• **Cosa bisogna fare**
Nel brano sulla chimica verde, a chi verrà inviato il Manifesto della Chimica Verde una volta sottoscritto?

• **Brano citato**

•••••

Pagina dedicata agli Atti del Convegno di presentazione del Manifesto della chimica verde
Per un giusto riconoscimento e per la crescita della CHIMICA VERDE

Lo sviluppo del settore della Chimica Verde è un’opportunità per il rilancio dell’economia nel nostro Paese così come nel resto del Mondo. In Italia vi sono riconosciute punte di eccellenza. Numerosi documenti strategici prodotti da organizzazioni internazionali e istituzioni europee considerano la “bioeconomia” un settore con enormi potenzialità di sviluppo. Entro il 2030, grazie all’ulteriore sviluppo della bioeconomia, basata sull’impiego di prodotti e processi rinnovabili a partire da matrici vegetali di produzione agricola, è prevedibile l’arrivo sul mercato di una nuova generazione di prodotti e composti chimici rinnovabili e sostenibili: bioplastiche, biolubrificanti, solventi, detergenti, cosmetici e prodotti per la salute, mezzi tecnici per l’agricoltura, vernici, imballaggi, fino a prodotti speciali per l’industria come la componentistica e i fluidi speciali per l’industria.

L’associazione Chimica Verde Bionet, sulla linea del pensiero di Luigi Einaudi “Conoscere per Deliberare”, ha elaborato alcuni CRITERI essenziali per un concreto sviluppo della Chimica Verde in modo da promuoverne la crescita in Italia, sulla base di principi di sostenibilità, perfezionati dal mondo della ricerca e da esperti del settore. Per raggiungere questo obiettivo, l’associazione lancia il “Manifesto della Chimica Verde” che, una volta sottoscritto, verrà divulgato in tutta Italia ed inviato a tutti i decisori politici istituzionali al fine di far loro conoscere e capire le grandi opportunità che il comparto della Chimica Verde può rappresentare per il settore agricolo, agroindustriale chimico e manifatturiero oltre che stimolare l’adozione delle necessarie misure per favorirne lo sviluppo.

•••••

• **Dati mostrati**

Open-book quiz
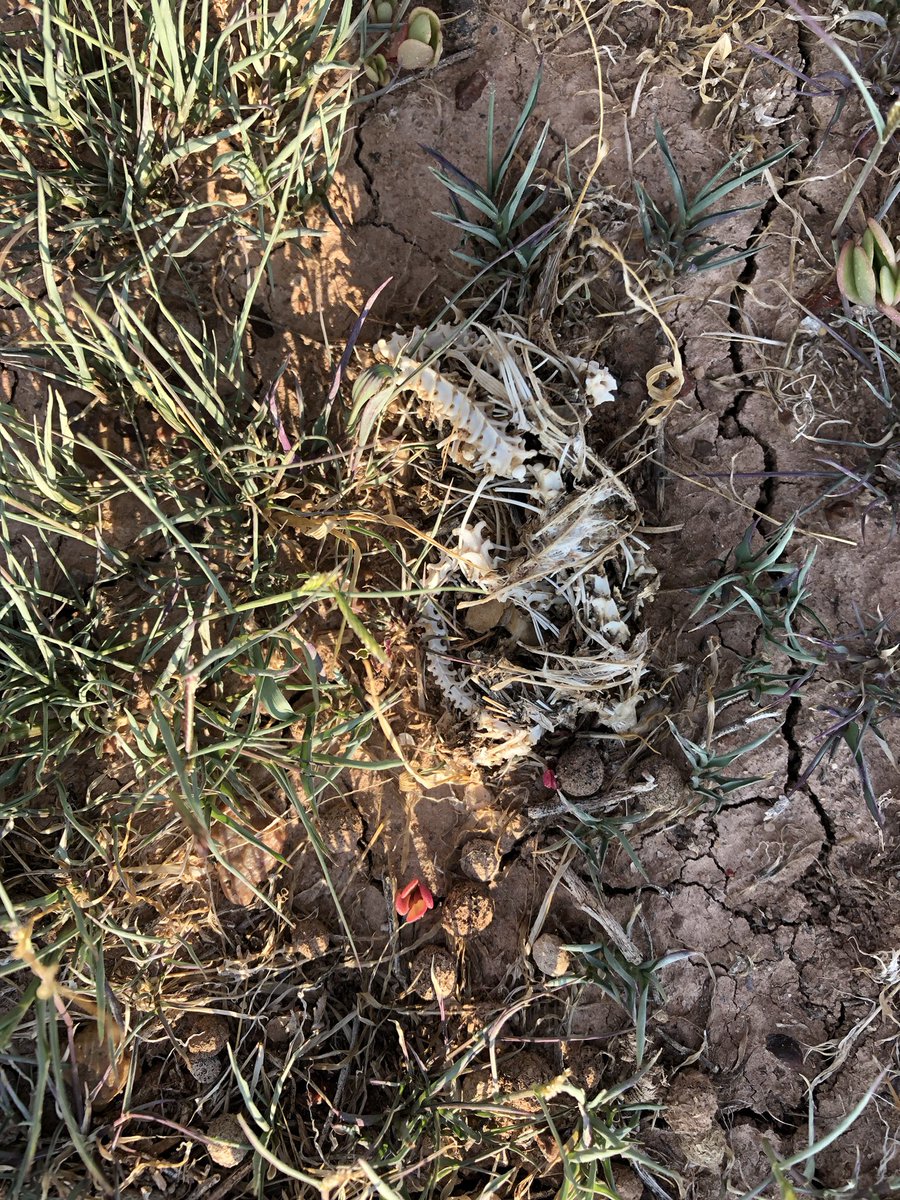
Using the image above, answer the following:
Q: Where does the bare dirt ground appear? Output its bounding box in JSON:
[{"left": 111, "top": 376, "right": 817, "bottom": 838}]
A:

•••••

• **La soluzione**
A tutti i decisori politici istituzionali.